[Directives]
[1] Could you rewrite the paragraph beginning "The first four pieces I created" from the text about Celtic coin plaques as a short list that keeps its main facts?
[2] Would you reproduce the text about Celtic coin plaques verbatim, beginning at the words "This was the" and stopping after "of this tribe."?
[3] Can you carry the text about Celtic coin plaques forward from its final sentence?

[START OF Extracted text]

The first four coins that I have sought to recreate, are all from the British mainland. There is a lot of debate over the use of the term 'Celtic' to describe these peoples. They spoke a Celtic language, and created artefacts that had stylistic links with the artwork found amongst the tribal peoples described as 'Celtic' on the continent. However, there were many differences and a distinctly 'British' style, particularly with regard to their coinage. Nobody in the Ancient World has been recorded as referring to the Ancient Britons as Celts. However, for me, there are enough similarities to link them culturally, and aesthetically.

The first four pieces I created are based on some of our first coins: coins made between 150 BC and 43 AD - over 2000 years ago. I firstly made them by sculpting each coin design individually from sheet metal, and inlaying these into custom-made oak plaques 22 cm². Those original designs are now recreated in smaller, cast versions.

I plan on making more in the future, covering a wider range of the artistic style and diversity of this fascinating period of time in our history, about which we know so very little: 

'The Battle Crow' - BODVOC

Bodvoc celtic coin wall plaque from Justbod

This was the first 'Celtic Coin' plaque that I made - mainly chosen because his name echoes mine, I wanted an example of a 'head,' and I loved the style

Bodvoc issued coins during the second half of the first century BC. Coins of his have been found in the Northern end of the Dobunni territory, which today coincides roughly with the modern counties of Somerset, Bristol and Gloucestershire. From these finds it is currently believed that he ruled their northern territories. The style of head was clearly copied from Tasciovanos, King of the Catuvellauni, and Bodvoc may have been originally of this tribe.

[END OF Extracted text]
[START OF Dataset excerpts]

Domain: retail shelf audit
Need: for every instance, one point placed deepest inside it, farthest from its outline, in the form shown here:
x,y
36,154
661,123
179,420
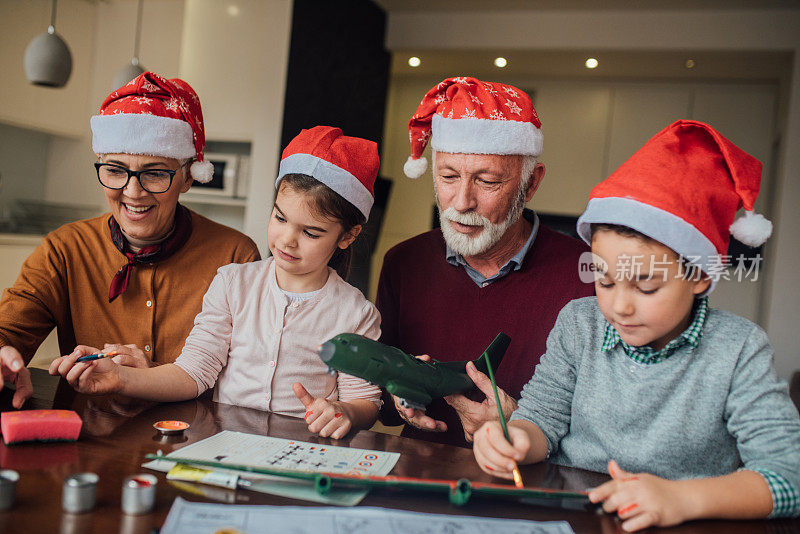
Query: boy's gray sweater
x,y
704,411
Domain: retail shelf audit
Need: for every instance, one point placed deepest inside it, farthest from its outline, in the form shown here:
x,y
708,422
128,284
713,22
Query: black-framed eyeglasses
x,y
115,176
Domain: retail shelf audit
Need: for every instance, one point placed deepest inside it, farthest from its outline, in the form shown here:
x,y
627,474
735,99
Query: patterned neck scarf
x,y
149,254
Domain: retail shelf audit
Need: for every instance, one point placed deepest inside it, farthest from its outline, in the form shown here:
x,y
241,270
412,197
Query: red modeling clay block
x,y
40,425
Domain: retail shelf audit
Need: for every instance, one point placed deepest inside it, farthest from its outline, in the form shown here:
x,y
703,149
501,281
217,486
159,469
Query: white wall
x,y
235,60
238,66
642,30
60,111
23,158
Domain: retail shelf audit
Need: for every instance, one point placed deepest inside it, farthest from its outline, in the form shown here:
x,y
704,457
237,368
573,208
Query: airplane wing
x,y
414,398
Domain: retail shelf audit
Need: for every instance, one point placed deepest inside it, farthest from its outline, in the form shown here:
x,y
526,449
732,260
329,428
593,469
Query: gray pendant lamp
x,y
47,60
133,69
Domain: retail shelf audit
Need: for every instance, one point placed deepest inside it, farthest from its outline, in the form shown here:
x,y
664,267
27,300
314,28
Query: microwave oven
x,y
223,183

[END OF Dataset excerpts]
[START OF Dataset excerpts]

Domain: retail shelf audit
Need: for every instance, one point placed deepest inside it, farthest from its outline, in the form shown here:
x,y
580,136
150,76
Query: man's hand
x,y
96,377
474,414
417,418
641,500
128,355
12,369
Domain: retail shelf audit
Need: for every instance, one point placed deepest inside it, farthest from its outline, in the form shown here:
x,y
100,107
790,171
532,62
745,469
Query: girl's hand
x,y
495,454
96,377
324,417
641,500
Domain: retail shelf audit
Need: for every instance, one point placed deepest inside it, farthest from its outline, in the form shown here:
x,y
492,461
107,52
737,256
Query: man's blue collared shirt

[END OF Dataset excerpts]

[Answer set]
[1]
- The pieces are based on some of the earliest British coins, made between 150 BC and 43 AD, over 2000 years ago.
- Each coin design was first sculpted individually from sheet metal.
- These were inlaid into custom-made oak plaques 22 cm².
- The original designs are now recreated as smaller, cast versions.

[2]
This was the first 'Celtic Coin' plaque that I made - mainly chosen because his name echoes mine, I wanted an example of a 'head,' and I loved the style

Bodvoc issued coins during the second half of the first century BC. Coins of his have been found in the Northern end of the Dobunni territory, which today coincides roughly with the modern counties of Somerset, Bristol and Gloucestershire. From these finds it is currently believed that he ruled their northern territories. The style of head was clearly copied from Tasciovanos, King of the Catuvellauni, and Bodvoc may have been originally of this tribe.

[3]
"Bodvoc's name is appropriately combative and means 'battle-crow' - a great name for an invading prince of the Catuvellauni whose tribal name means 'men who excel in battle.' Bodvoc was evidently named after the fearsome war-goddess Badbh of ancient Irish legends. The presence of the letter C at the end of BODVOC on coins indicates that we are unaware of his full name, which may have been Bodvocos, Bodvocnatos 'born of the battle-crow' or Bodvocoveros 'giant of the battle-crow.' We may never know his complete name, but we now know that he was so proud of it that he had it stamped in large Latin letters on his gold quarter staters as well as his gold staters." Elizabeth Cottam of Chris Rudd.
Bodvoc coin copyright Chris Rudd
Courtesy & ©Chris Rudd

The original coin from which my design is based is an excessively rare Boduoc silver unit with currently only three recorded examples in existence.

Bodvoc - oak wall plaque by bod with hand cast inlaid Ancient British Coin Design cold cast in aluminium from an original sculpture by bod and based on a coin issued by Bodvoc 'the battle-crow,' ruler of the Celtic Dobunni tribe, in the last part of the first century BC. Size ~ 16 cm square x 2 cm deep.

"three eyes say this wolf can see in the dark" - WOLF


'Norfolk Wolf' Celtic Coin wall plaque from Justbod

A fascinating coin design, packed with a wealth of symbology, it is based on the 'Norfolk Wolf' gold stater, struck by the Iceni tribe, who occupied an area corresponding roughly with the modern-day county of Norfolk. They are, of course, best known for their rebellion under Boudicca.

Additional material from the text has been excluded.